Holy Mother of God Church (Armenian: Սուրբ Աստվածածին եկեղեցի), sometimes known as Yeghvard Church, is a medieval Armenian church located at the center of Yeghvard in the Kotayk Province of Armenia. It was completed in 1301 during the rule of the Zakarid dynasty. It was built and completed as an alternative church of the nearby ruined Katoghike Church, a large three-nave basilica dating back to the 5th and 6th centuries.

Architecture 
The Holy Mother of God Church is a small cruciform central-plan interior with a rectangular but almost square plan exterior and a second floor. Centered above is a single cylindrical drum and a conical umbrella type dome. The drum is made up of twelve columns with arches that support the weight of the dome.

The second floor has a semi-cruciform layout with single small windows to the left and rear façades, while on the right is a larger window with a single column that stands in the middle. A small inset portal sits in the middle of the front façade, with the remnants of exterior stone steps that once led to the second floor.

The first floor has a single large portal at the front façade with a semi-circular lintel and decorative columns, while the left, right, and rear façades each have a small window. The left and right are surrounded by a large intricately carved cross in high-relief.

• **RECORD LIST**
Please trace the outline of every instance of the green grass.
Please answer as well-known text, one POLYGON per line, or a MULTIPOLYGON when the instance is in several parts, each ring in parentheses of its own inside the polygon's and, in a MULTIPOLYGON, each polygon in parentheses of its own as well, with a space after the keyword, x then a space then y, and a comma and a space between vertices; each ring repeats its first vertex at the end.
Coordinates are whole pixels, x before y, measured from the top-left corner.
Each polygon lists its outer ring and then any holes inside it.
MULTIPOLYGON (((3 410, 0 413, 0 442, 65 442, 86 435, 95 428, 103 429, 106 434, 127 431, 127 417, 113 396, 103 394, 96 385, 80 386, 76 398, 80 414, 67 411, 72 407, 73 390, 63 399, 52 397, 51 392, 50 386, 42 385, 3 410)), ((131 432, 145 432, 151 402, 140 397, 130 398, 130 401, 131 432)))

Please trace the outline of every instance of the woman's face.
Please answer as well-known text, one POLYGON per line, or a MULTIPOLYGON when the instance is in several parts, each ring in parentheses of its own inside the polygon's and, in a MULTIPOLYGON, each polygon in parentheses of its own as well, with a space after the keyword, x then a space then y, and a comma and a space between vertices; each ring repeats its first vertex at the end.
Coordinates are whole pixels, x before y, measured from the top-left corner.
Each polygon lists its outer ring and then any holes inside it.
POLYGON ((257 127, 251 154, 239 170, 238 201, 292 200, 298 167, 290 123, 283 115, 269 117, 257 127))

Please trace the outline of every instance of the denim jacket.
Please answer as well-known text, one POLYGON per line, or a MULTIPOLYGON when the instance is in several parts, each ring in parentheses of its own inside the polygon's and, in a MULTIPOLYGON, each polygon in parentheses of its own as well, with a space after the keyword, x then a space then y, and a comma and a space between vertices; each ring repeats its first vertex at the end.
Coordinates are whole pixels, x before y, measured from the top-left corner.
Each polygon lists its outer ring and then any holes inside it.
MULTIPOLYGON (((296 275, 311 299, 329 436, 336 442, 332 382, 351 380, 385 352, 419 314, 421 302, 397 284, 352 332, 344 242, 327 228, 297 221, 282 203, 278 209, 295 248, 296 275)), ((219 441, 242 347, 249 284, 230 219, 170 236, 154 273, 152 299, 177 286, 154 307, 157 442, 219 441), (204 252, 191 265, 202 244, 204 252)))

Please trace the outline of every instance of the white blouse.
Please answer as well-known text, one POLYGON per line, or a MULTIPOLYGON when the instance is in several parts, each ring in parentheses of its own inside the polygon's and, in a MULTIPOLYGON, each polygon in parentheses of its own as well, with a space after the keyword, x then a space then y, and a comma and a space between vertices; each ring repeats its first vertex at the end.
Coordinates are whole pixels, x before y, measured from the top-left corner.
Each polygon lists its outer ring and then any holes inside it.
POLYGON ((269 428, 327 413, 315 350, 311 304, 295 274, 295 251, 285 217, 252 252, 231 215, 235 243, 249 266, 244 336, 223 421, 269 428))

• **DIRECTIONS**
• 1. Using the passage above about the Holy Mother of God Church, decide whether each statement agrees with it, answering yes or no and quoting the deciding words. (a) The church was completed in 1301 under the Zakarid dynasty. (b) The drum of the church consists of eight columns. (c) The front façade of the first floor has a small inset portal.
• 2. According to the passage about the Holy Mother of God Church, what type of dome is centered above the church?
• 3. Write the next part of the passage about the Holy Mother of God Church, picking up after its final sentence.

• **WRITTEN ANSWERS**
• 1.
(a) Yes: "It was completed in 1301 during the rule of the Zakarid dynasty."
(b) No: "The drum is made up of twelve columns with arches that support the weight of the dome."
(c) No: "The first floor has a single large portal at the front façade with a semi-circular lintel and decorative columns"

• 2. A conical umbrella type dome.

• 3.
Exceptionally rich decorations cover a large portion of the church. There are beautiful motifs on each side at the second floor level and geometric patterns around the cornices, eaves, and other parts of the walls. Notable is the large cross carved in high relief on the front flanked by the Virgin Mary holding the baby Jesus and another saint. Below and just above the portal to the second floor are the motifs of a bull and lion. Above the larger window on the right façade is a motif of a large bird with a geometric rosette on its chest holding a hooved animal in its talons. On the left façade is a mountain goat, and on the rear is a large cat pouncing upon a goat.

Adjacent to the church are the remains of a chapel foundation. Khachkars and graves are nearby.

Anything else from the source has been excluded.